Assigned task:
What do the lines from the one containing "Query: balcony" through the end of the entries say? Quote them exactly, and only them.

Given data:
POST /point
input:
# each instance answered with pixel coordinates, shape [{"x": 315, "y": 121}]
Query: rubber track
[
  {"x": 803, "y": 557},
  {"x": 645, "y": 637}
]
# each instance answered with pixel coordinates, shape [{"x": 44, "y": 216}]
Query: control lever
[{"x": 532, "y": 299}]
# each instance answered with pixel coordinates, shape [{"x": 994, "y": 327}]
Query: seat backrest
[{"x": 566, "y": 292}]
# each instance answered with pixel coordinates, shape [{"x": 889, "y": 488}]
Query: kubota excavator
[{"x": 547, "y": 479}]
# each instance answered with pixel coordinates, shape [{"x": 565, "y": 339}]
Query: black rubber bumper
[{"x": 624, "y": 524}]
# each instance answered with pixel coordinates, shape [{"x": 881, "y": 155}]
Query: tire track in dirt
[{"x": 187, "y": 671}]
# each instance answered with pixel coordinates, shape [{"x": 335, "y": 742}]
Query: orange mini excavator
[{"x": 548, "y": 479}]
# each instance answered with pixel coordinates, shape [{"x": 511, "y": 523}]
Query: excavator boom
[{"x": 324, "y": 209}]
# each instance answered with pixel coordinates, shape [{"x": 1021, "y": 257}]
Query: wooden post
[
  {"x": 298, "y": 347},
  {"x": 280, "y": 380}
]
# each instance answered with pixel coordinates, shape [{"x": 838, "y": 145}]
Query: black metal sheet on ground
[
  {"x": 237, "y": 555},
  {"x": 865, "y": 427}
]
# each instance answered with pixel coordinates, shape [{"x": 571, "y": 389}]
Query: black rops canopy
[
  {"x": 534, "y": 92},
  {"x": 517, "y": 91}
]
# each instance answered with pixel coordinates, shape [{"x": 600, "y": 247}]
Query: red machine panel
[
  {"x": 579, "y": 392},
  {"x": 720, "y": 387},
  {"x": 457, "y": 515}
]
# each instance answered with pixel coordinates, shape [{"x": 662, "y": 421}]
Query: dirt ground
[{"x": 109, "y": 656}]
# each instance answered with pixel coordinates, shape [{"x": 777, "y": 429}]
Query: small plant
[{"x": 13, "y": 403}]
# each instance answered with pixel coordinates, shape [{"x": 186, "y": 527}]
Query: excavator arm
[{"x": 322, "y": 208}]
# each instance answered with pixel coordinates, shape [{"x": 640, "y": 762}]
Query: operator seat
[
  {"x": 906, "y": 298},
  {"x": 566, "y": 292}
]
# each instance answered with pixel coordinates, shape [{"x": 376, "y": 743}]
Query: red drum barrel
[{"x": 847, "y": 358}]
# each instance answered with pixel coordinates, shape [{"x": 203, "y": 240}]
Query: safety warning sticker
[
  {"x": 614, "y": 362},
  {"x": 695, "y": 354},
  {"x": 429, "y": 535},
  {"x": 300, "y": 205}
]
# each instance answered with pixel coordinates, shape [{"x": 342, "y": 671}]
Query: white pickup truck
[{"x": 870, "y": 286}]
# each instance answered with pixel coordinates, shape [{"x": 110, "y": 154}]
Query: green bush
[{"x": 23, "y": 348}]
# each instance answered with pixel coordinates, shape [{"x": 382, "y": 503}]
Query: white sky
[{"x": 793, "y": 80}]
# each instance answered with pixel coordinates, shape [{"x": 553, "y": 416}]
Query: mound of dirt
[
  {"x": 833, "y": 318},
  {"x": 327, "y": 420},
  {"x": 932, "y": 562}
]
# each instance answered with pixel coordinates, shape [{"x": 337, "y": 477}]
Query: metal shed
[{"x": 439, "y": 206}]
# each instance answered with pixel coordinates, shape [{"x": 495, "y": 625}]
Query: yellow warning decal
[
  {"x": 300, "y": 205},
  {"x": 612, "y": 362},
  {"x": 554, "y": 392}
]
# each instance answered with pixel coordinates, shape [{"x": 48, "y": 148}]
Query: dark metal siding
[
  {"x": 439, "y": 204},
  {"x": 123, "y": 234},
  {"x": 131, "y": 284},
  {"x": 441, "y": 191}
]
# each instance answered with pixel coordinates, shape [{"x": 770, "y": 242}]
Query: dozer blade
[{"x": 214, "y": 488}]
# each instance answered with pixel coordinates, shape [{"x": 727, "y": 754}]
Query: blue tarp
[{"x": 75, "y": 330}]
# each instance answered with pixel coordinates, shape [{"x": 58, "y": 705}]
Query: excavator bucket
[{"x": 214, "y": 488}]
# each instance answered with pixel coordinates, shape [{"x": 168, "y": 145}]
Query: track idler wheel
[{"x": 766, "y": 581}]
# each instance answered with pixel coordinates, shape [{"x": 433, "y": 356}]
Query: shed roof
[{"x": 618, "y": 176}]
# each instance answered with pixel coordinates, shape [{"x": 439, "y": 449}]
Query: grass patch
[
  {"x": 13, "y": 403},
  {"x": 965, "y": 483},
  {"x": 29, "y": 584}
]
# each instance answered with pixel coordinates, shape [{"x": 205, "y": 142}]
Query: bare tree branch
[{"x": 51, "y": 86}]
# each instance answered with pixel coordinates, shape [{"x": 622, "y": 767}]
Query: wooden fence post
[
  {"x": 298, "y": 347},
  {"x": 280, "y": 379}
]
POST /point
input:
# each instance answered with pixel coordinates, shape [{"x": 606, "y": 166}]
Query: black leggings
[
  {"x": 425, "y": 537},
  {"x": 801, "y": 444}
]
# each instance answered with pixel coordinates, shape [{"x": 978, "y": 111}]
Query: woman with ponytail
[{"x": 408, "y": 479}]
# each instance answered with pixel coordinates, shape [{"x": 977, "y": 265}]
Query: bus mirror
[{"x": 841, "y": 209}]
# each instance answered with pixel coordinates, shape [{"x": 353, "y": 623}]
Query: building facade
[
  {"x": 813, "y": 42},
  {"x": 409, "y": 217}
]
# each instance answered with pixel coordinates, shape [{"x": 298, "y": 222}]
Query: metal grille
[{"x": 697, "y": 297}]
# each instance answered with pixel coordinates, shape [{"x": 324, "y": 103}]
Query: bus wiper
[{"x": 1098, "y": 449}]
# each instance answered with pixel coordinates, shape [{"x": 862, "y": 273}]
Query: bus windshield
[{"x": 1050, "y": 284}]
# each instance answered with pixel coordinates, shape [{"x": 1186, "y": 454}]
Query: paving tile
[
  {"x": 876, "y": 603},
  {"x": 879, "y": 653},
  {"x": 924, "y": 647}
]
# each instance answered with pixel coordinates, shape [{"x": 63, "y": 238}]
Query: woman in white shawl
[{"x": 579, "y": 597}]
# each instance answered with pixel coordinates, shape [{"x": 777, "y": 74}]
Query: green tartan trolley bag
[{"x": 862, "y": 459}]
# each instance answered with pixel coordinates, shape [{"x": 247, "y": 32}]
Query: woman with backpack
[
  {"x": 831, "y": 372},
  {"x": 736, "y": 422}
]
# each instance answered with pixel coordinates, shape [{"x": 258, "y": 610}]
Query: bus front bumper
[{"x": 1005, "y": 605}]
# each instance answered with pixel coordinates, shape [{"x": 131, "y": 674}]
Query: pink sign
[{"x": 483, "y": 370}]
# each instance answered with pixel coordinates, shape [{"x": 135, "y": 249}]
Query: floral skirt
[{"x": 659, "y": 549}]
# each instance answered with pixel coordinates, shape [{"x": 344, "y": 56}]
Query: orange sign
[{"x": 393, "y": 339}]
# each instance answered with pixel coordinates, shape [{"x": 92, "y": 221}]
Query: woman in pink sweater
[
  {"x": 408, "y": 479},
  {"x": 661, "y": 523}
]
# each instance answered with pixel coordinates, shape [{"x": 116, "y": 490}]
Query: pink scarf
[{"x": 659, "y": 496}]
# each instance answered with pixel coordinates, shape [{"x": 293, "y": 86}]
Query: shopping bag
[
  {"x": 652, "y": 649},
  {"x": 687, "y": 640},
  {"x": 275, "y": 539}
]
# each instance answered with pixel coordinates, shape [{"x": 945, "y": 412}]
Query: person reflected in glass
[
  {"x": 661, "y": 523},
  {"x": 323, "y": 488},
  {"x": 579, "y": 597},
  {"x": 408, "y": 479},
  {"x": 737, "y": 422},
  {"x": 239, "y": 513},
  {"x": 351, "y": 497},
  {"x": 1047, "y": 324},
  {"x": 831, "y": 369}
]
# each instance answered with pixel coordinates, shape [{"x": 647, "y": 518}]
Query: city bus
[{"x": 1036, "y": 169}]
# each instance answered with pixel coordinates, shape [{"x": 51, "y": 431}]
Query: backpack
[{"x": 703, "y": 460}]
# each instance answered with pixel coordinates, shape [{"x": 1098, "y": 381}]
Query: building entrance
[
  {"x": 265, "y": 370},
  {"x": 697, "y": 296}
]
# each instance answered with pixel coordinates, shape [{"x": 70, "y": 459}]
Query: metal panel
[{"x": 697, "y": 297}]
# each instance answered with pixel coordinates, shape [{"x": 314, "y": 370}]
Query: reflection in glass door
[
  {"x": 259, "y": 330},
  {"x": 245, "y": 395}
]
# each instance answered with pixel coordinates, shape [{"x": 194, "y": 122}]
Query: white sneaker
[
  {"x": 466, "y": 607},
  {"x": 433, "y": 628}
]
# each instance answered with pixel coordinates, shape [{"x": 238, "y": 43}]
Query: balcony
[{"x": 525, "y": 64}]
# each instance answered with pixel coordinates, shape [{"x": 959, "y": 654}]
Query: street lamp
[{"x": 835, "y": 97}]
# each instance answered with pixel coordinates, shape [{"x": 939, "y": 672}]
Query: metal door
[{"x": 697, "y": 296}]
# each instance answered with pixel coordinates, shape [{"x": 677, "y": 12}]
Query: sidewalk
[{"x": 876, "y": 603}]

Output:
Query: balcony
[{"x": 525, "y": 64}]
# each instance answered with pixel coordinates, shape [{"x": 959, "y": 654}]
Query: street lamp
[{"x": 835, "y": 97}]
# each instance answered with pixel coordinates, shape [{"x": 939, "y": 672}]
Query: metal door
[{"x": 697, "y": 296}]
# each instance answered with pixel coordinates, shape [{"x": 677, "y": 12}]
Query: sidewalk
[{"x": 876, "y": 603}]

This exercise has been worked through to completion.